**수행할 작업:** 아래 자료의 모든 줄을 순서와 글자 하나 바꾸지 않고 그대로 돌려주세요.

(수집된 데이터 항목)

_ _ _

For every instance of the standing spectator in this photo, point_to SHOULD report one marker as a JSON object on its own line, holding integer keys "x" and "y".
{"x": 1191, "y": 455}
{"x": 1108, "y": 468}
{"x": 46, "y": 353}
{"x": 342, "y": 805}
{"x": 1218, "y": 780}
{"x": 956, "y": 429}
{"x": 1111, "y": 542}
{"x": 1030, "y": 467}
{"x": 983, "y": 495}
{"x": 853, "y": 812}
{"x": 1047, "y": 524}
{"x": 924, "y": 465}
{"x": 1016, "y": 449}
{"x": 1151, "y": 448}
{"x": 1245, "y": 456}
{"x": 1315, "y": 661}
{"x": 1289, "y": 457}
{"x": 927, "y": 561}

_ _ _

**작업 결과:**
For every instance of the standing spectator in this photo, point_to SHOULD report one marker as a JSON object on its own line, holding integer keys "x" and "y".
{"x": 1191, "y": 455}
{"x": 1108, "y": 468}
{"x": 46, "y": 353}
{"x": 342, "y": 805}
{"x": 1218, "y": 780}
{"x": 956, "y": 429}
{"x": 1111, "y": 542}
{"x": 1030, "y": 467}
{"x": 983, "y": 495}
{"x": 853, "y": 812}
{"x": 1047, "y": 524}
{"x": 924, "y": 465}
{"x": 1016, "y": 449}
{"x": 1151, "y": 448}
{"x": 1245, "y": 456}
{"x": 1315, "y": 661}
{"x": 1289, "y": 457}
{"x": 927, "y": 561}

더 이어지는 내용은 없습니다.